= What you have to do =
Restate the whole listing exactly.

= Given data =
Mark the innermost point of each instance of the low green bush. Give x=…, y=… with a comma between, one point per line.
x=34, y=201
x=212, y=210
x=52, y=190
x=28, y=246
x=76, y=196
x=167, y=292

= Result for this task =
Mark the innermost point of each instance of the low green bush. Give x=…, y=… with a comma between, one point per line.
x=34, y=201
x=212, y=210
x=52, y=190
x=28, y=246
x=76, y=196
x=167, y=292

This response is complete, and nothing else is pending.